*ABOUT THIS EXERCISE*. The required output is the line with "pinpoint the parked" and each line that follows it to the end of the entries below, copied exactly and with nothing added.

BEGIN PROVIDED DATA

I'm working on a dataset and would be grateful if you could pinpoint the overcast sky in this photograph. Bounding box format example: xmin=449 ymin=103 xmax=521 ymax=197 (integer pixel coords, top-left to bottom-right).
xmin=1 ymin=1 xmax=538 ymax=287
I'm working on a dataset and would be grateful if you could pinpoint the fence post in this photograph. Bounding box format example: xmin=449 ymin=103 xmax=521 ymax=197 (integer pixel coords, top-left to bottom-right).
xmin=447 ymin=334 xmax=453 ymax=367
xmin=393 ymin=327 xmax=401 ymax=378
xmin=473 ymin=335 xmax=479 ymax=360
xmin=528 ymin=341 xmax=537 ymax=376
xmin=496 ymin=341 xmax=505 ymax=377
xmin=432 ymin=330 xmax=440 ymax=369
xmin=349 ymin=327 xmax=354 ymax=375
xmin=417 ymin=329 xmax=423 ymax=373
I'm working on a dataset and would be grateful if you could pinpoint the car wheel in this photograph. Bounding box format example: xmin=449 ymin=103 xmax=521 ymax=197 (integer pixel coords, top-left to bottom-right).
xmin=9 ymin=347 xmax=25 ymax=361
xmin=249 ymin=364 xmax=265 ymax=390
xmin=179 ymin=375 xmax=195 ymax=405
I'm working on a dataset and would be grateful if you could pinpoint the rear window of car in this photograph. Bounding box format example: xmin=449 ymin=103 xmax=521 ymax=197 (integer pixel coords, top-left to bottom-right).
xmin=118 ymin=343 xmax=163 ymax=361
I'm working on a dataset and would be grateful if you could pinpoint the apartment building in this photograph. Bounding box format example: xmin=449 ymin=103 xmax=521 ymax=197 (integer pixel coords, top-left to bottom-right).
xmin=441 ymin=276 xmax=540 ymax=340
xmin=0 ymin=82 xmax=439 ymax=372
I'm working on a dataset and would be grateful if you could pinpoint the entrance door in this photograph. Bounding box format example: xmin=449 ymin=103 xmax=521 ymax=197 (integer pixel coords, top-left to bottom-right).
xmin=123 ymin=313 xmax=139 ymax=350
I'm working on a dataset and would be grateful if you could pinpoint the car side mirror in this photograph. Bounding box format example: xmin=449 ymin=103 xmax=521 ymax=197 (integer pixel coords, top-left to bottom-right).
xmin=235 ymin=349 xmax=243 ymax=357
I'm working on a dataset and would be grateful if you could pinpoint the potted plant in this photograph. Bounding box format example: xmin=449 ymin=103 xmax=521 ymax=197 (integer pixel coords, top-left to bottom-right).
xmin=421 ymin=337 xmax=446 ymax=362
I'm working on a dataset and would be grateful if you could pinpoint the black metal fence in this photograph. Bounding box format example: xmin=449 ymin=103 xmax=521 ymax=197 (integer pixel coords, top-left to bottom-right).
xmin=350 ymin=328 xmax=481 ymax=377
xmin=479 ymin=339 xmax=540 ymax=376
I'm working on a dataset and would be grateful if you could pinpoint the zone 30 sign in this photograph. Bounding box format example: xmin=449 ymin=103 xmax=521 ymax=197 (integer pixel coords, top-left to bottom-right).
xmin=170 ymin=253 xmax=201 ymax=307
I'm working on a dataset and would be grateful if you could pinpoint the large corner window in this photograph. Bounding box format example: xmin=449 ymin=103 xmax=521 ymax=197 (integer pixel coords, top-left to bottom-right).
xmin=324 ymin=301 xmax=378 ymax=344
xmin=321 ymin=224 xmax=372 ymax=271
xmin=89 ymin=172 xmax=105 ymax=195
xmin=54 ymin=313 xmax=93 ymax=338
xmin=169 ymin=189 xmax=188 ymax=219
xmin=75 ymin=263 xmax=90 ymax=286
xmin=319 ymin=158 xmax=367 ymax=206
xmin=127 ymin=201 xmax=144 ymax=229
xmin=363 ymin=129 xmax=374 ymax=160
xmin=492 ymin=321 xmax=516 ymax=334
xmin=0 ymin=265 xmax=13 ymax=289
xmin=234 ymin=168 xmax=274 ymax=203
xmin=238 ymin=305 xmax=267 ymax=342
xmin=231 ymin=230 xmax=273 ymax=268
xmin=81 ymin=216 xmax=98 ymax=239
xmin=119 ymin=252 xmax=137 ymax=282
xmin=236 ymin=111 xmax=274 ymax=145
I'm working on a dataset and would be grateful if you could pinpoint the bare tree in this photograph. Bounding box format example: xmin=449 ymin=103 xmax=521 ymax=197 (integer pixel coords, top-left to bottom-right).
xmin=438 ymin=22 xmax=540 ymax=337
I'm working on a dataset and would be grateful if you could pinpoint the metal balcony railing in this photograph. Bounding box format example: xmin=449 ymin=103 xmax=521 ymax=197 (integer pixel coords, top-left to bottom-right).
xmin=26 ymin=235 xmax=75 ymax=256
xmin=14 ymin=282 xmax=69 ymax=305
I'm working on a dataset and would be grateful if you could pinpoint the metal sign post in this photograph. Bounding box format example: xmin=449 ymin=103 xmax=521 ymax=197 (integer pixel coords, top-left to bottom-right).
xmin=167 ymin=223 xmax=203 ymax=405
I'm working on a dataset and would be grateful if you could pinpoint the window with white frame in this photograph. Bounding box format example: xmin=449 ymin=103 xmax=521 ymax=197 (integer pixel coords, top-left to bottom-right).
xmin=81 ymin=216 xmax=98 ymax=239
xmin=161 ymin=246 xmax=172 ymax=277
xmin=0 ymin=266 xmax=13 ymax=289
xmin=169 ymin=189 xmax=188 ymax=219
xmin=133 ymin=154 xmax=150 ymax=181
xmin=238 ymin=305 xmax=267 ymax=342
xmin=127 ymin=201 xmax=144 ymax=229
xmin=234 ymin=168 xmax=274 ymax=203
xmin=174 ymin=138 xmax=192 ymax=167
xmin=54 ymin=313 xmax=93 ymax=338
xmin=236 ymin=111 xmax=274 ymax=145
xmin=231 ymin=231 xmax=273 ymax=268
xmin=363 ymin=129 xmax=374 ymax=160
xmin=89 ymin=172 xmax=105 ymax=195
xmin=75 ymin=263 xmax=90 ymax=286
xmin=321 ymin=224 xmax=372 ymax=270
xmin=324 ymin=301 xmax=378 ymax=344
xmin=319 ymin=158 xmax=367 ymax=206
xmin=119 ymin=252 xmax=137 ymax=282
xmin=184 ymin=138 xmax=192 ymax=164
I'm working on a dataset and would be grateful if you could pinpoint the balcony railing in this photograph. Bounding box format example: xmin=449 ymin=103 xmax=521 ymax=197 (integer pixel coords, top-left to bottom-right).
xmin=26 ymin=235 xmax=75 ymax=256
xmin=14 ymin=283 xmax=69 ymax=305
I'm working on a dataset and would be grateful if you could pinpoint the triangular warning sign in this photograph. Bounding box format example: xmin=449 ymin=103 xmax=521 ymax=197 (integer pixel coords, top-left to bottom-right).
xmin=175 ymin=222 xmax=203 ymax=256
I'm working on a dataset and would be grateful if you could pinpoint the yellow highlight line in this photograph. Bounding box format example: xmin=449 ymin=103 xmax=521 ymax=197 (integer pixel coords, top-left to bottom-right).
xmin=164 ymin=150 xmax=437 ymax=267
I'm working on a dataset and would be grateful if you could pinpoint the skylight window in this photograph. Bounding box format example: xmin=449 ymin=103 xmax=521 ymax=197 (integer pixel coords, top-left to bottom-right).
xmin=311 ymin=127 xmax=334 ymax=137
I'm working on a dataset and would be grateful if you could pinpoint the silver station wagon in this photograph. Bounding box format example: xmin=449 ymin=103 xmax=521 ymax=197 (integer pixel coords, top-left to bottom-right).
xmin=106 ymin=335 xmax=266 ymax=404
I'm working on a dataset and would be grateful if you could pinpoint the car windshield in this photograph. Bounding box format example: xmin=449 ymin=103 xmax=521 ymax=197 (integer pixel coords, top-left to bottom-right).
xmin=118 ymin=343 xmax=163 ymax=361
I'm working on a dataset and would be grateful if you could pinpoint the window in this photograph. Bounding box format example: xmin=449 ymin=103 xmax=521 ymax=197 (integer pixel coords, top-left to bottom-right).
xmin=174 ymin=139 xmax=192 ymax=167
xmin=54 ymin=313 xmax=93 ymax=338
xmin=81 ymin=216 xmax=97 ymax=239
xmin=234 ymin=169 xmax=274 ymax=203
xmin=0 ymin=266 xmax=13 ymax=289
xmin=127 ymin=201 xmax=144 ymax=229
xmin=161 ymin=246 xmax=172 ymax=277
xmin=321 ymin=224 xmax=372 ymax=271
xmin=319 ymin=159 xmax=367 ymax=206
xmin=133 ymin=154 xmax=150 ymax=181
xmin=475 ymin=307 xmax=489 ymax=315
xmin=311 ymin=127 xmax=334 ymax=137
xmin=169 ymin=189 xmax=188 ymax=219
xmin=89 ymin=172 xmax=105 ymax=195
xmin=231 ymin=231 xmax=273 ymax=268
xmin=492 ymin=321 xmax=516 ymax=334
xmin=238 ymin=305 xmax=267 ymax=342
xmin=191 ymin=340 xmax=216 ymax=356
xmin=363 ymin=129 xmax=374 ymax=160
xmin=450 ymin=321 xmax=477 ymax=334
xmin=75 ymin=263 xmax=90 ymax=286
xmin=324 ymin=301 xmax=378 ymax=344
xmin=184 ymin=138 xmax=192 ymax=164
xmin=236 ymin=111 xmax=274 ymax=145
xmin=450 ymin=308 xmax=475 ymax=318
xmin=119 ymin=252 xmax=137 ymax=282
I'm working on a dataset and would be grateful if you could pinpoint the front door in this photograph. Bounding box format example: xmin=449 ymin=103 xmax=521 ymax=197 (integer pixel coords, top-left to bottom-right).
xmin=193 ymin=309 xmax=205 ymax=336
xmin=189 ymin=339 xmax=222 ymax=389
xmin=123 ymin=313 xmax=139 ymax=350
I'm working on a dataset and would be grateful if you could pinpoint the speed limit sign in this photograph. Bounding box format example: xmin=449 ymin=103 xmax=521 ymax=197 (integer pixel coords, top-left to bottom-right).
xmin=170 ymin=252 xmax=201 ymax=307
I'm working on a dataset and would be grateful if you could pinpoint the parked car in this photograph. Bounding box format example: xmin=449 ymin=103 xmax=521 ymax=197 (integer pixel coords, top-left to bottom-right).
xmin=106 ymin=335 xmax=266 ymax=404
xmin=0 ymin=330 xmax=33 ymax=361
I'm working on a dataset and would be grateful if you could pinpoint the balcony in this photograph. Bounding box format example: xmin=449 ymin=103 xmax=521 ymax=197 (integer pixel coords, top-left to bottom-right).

END PROVIDED DATA

*RESULT*.
I'm working on a dataset and would be grateful if you could pinpoint the parked car in this photograph. Bounding box format example: xmin=449 ymin=103 xmax=521 ymax=197 (integer pixel coords, top-left to bottom-right).
xmin=106 ymin=335 xmax=266 ymax=404
xmin=0 ymin=330 xmax=33 ymax=361
I'm working on a dataset and would be grateful if you could pinpoint the balcony in this photograph. Bounding box format example: xmin=449 ymin=103 xmax=521 ymax=197 (integer pixel coords, top-left to bottom-right).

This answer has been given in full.